▶ Directive
Reproduce the lines below verbatim, from the line containing "Scan the image provided and answer: is any field" through the line containing "xmin=45 ymin=444 xmax=249 ymax=618", including both of those lines.

——————————

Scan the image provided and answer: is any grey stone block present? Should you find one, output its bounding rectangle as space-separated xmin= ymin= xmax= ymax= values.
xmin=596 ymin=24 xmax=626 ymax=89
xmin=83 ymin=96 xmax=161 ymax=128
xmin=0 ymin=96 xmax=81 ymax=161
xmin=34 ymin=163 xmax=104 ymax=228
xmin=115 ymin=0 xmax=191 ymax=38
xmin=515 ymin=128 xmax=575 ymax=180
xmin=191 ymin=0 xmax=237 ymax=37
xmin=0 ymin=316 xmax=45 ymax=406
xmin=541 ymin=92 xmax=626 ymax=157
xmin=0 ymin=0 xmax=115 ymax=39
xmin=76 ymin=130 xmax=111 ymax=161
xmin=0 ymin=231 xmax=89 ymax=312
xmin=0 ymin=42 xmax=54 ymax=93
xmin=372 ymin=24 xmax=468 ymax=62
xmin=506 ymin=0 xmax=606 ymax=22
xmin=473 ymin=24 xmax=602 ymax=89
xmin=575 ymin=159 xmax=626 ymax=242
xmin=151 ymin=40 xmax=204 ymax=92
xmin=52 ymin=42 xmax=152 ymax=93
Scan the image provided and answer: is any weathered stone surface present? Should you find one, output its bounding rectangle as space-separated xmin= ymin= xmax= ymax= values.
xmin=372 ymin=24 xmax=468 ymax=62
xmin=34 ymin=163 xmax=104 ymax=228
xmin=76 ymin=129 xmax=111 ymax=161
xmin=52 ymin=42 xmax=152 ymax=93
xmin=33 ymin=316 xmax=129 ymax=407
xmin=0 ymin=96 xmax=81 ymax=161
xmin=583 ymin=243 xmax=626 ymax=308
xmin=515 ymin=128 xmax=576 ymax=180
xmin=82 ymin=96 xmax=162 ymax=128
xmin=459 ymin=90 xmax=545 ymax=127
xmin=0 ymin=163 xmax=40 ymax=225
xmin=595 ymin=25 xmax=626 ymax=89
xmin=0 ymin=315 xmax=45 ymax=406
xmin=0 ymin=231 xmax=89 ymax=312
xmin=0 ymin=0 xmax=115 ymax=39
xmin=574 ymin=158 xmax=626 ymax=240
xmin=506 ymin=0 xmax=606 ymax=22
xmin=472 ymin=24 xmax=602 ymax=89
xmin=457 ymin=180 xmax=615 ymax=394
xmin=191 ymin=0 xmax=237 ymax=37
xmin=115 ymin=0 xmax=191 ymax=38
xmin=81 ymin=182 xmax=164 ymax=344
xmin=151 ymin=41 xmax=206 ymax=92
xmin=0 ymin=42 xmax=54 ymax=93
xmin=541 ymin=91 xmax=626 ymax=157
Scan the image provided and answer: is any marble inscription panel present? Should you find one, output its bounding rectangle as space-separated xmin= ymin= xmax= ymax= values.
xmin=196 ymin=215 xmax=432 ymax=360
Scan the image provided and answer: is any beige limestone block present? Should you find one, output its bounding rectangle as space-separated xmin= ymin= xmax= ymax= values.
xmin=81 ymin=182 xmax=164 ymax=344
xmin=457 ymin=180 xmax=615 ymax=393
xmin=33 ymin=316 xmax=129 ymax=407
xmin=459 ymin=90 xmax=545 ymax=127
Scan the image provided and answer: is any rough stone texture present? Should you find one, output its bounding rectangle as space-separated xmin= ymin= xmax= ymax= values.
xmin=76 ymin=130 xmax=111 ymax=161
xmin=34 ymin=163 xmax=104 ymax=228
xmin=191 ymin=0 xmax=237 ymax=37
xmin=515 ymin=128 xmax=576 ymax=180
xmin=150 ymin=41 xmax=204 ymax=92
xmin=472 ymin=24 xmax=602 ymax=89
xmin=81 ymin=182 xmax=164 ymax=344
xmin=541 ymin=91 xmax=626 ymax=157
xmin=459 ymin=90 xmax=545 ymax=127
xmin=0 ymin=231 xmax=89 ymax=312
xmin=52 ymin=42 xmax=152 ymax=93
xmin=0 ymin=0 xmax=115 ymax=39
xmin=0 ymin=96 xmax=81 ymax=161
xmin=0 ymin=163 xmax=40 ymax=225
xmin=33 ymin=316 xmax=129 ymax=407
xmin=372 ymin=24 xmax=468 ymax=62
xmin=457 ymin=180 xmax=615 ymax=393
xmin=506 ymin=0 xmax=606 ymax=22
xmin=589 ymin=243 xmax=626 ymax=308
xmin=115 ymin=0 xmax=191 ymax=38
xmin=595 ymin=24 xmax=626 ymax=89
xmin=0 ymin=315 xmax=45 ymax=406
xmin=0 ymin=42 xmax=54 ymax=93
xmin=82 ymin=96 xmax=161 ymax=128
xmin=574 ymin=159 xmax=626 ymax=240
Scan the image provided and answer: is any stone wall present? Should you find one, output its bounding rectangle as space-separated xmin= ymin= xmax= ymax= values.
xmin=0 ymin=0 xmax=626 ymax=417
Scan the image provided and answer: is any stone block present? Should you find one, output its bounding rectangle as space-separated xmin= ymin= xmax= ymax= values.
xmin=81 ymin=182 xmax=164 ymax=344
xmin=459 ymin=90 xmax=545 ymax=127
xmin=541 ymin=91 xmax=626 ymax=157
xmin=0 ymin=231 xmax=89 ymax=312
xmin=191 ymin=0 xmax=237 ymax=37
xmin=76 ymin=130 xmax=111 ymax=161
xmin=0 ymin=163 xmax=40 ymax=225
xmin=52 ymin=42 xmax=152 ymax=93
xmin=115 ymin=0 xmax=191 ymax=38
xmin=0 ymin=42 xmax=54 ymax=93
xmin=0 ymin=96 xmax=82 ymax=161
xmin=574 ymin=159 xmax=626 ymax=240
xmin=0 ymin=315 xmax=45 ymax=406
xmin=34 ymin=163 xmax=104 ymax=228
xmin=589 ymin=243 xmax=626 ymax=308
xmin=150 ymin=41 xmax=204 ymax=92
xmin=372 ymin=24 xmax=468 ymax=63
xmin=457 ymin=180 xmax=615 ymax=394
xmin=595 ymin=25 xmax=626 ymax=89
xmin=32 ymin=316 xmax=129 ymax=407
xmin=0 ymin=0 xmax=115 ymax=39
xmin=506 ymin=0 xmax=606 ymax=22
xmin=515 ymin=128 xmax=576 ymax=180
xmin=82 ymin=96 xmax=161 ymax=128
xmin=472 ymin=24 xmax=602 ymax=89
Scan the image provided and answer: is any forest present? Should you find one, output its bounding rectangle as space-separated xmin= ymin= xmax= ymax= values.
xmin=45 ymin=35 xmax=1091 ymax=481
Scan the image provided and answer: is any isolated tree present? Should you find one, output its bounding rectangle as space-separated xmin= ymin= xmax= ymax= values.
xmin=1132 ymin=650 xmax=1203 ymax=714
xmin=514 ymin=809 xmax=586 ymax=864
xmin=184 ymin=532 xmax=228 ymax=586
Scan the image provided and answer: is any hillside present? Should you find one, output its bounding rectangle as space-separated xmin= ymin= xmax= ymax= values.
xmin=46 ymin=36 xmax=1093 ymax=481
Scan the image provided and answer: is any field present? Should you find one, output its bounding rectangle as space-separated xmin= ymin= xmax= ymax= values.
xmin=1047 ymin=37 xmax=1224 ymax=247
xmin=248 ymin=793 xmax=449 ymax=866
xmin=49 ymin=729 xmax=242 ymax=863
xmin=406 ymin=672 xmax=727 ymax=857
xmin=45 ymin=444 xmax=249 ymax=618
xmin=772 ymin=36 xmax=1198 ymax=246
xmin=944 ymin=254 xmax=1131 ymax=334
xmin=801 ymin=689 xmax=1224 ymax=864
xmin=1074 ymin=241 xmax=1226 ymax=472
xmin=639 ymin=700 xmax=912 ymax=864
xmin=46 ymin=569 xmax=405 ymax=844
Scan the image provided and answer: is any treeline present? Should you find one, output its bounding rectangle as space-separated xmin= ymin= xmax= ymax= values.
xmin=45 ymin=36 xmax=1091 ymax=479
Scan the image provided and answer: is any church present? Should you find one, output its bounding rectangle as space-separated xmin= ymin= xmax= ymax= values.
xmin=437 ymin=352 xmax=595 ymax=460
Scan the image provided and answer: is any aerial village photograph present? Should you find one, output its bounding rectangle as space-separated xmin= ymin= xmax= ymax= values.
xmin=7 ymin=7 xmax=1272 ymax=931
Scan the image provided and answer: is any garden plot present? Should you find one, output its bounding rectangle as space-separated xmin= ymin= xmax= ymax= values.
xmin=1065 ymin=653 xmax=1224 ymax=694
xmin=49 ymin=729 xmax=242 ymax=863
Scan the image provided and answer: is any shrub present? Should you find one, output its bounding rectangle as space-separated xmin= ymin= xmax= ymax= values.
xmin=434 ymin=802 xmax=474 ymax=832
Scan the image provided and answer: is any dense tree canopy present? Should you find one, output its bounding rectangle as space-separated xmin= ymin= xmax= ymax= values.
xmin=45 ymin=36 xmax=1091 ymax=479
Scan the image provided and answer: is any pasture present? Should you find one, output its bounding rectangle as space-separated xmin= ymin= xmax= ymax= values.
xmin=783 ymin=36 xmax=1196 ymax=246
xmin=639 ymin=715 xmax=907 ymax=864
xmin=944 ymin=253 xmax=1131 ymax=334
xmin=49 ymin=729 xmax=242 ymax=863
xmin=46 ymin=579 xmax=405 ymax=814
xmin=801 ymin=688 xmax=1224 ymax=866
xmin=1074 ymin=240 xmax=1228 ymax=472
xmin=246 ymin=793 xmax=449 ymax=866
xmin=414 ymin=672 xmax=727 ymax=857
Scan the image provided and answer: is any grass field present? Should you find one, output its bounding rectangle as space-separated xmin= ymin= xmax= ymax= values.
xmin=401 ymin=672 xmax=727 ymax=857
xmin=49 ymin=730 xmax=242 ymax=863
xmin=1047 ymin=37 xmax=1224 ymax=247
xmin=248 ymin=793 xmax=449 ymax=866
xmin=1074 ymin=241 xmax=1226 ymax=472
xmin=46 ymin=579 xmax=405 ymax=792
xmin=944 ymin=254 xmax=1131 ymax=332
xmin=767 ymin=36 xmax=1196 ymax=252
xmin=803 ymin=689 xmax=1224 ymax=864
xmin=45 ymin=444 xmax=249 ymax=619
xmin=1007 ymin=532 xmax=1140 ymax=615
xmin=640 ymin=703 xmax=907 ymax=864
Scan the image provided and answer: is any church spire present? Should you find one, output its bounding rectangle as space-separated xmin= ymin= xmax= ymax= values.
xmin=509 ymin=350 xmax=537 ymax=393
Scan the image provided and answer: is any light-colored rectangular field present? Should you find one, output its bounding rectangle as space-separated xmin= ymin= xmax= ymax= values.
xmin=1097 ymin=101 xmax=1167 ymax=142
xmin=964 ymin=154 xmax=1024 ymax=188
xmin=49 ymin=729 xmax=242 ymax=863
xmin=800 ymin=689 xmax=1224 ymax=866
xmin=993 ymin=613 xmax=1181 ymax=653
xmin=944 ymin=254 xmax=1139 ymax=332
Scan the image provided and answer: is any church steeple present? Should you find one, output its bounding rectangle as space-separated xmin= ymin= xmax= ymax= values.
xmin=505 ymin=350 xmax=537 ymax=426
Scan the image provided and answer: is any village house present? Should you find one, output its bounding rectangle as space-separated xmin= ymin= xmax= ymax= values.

——————————

▶ Task answer
Scan the image provided and answer: is any field present? Should you find one, output its bounding rectangle as space-separated xmin= ymin= xmax= ymax= values.
xmin=1047 ymin=37 xmax=1224 ymax=247
xmin=248 ymin=793 xmax=449 ymax=866
xmin=49 ymin=729 xmax=242 ymax=863
xmin=406 ymin=672 xmax=727 ymax=857
xmin=45 ymin=444 xmax=249 ymax=618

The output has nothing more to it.